_Stated task 1:_
Which lines in the records below contain the string "woman", matching case? Pick out those lines and copy each one.

# *Top and bottom level analysis for Baltimore City Crime*

## Importing Packages
- Below you will see the following packages I will be using for my report on Baltimore City Crime.
- I will be using the package csv to read in my dataset due to it being a csv file. Also I will be using Seaborn package because of the high level customization along with the vizualization power it contains. 
- You will also see that I am disabling the max rows because I am using a dataset that is very large (500,000 records). 
- Now you will also see that I am enabling json. I am doing this because it will help handle my large dataset so that I can create visualization will out crashing the notebook. 

In [1]:
import csv
import pandas as pd
import altair as alt
from altair import datum
alt.data_transformers.disable_max_rows()
alt.data_transformers.enable('json')

DataTransformerRegistry.enable('json')

_Extracted material:_
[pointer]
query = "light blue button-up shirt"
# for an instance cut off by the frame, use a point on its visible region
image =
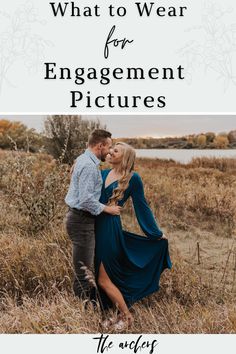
(86, 184)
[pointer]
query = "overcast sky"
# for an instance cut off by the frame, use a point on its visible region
(151, 126)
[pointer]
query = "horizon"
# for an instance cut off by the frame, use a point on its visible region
(143, 126)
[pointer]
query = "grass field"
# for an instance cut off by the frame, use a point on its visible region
(195, 205)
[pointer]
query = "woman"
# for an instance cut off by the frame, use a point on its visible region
(127, 266)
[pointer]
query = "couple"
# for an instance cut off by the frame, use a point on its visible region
(127, 266)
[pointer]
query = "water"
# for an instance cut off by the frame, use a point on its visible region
(184, 156)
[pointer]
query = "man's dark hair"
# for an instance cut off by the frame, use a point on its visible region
(98, 136)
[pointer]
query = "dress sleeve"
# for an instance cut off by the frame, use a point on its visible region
(143, 212)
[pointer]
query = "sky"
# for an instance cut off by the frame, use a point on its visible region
(147, 125)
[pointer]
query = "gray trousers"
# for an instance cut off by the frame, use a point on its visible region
(80, 228)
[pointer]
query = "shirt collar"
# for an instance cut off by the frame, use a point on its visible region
(93, 157)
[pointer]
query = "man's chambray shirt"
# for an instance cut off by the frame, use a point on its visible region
(86, 184)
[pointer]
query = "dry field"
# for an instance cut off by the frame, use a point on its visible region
(196, 207)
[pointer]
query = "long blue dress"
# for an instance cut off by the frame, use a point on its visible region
(133, 263)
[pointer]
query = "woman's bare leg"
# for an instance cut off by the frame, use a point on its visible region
(113, 292)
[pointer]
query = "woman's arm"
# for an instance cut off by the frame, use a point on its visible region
(143, 212)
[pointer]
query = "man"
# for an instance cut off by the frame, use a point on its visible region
(83, 201)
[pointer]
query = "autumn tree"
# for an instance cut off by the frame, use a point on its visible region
(17, 135)
(221, 142)
(66, 135)
(232, 136)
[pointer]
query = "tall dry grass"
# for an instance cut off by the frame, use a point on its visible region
(35, 258)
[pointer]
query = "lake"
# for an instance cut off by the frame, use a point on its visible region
(183, 156)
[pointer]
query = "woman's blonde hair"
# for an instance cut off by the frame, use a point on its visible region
(126, 168)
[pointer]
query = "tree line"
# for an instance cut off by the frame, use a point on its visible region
(65, 137)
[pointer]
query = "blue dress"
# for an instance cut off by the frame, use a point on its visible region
(133, 263)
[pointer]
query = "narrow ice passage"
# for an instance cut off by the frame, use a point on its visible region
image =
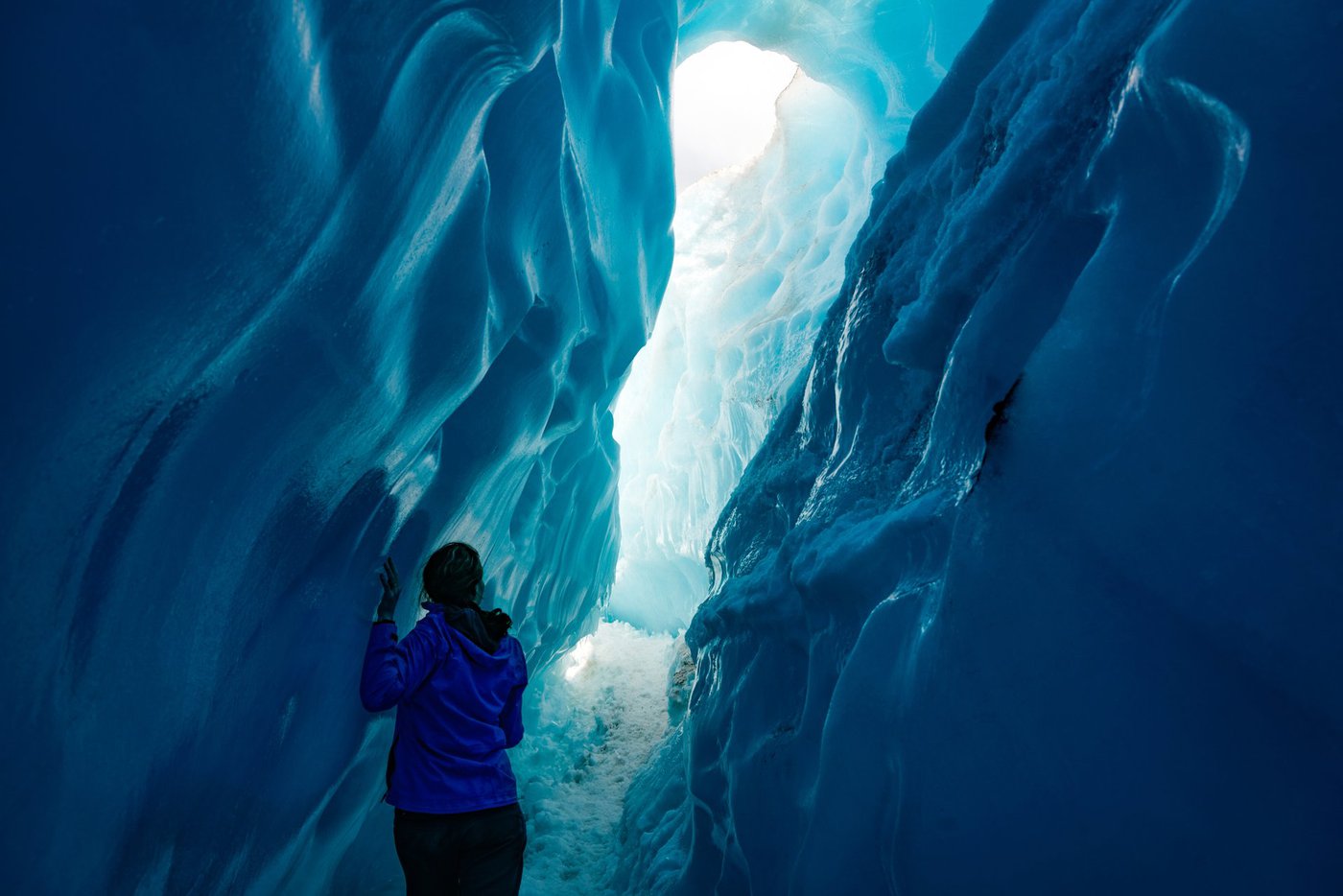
(774, 181)
(1017, 385)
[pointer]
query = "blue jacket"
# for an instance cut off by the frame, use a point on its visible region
(459, 708)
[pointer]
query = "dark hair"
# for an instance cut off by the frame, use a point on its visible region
(454, 574)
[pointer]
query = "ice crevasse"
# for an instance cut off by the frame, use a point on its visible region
(1031, 584)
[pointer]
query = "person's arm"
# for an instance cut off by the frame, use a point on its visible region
(391, 670)
(510, 720)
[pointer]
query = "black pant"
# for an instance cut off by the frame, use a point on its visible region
(470, 853)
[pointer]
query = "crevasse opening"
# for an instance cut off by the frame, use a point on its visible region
(774, 171)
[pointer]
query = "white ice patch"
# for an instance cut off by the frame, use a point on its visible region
(603, 708)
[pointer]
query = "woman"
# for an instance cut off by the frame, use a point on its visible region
(457, 680)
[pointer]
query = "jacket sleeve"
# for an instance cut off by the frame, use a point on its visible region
(393, 671)
(510, 720)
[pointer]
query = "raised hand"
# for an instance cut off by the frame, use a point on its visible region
(391, 591)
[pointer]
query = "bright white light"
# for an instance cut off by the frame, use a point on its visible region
(722, 106)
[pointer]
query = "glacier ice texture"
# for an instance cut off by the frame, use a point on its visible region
(1034, 583)
(1031, 586)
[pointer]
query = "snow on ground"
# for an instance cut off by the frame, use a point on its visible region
(603, 708)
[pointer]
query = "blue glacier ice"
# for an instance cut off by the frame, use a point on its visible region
(997, 493)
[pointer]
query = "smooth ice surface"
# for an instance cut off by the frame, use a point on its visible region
(1031, 586)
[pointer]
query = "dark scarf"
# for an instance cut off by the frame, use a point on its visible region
(483, 629)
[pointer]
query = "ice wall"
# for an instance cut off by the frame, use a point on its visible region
(761, 257)
(1033, 586)
(289, 286)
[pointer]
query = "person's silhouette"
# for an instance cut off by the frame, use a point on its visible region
(457, 681)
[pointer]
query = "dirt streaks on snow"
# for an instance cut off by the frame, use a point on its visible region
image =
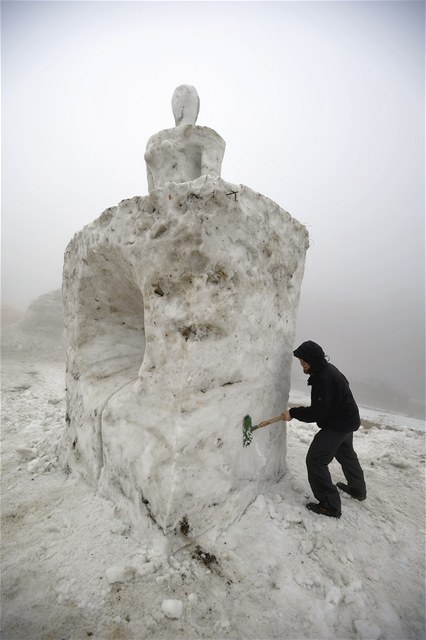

_Stated task 2:_
Output the passage of the Baltimore crime notebook starting at "## Importing Packages" and ending at "alt.data_transformers.disable_max_rows()", copied word for word.

_Complete output 1:_
query = "woman"
query = "woman's bare leg"
query = "woman's arm"
query = "woman's blonde hair"
query = "woman"

_Complete output 2:_
## Importing Packages
- Below you will see the following packages I will be using for my report on Baltimore City Crime.
- I will be using the package csv to read in my dataset due to it being a csv file. Also I will be using Seaborn package because of the high level customization along with the vizualization power it contains. 
- You will also see that I am disabling the max rows because I am using a dataset that is very large (500,000 records). 
- Now you will also see that I am enabling json. I am doing this because it will help handle my large dataset so that I can create visualization will out crashing the notebook. 

In [1]:
import csv
import pandas as pd
import altair as alt
from altair import datum
alt.data_transformers.disable_max_rows()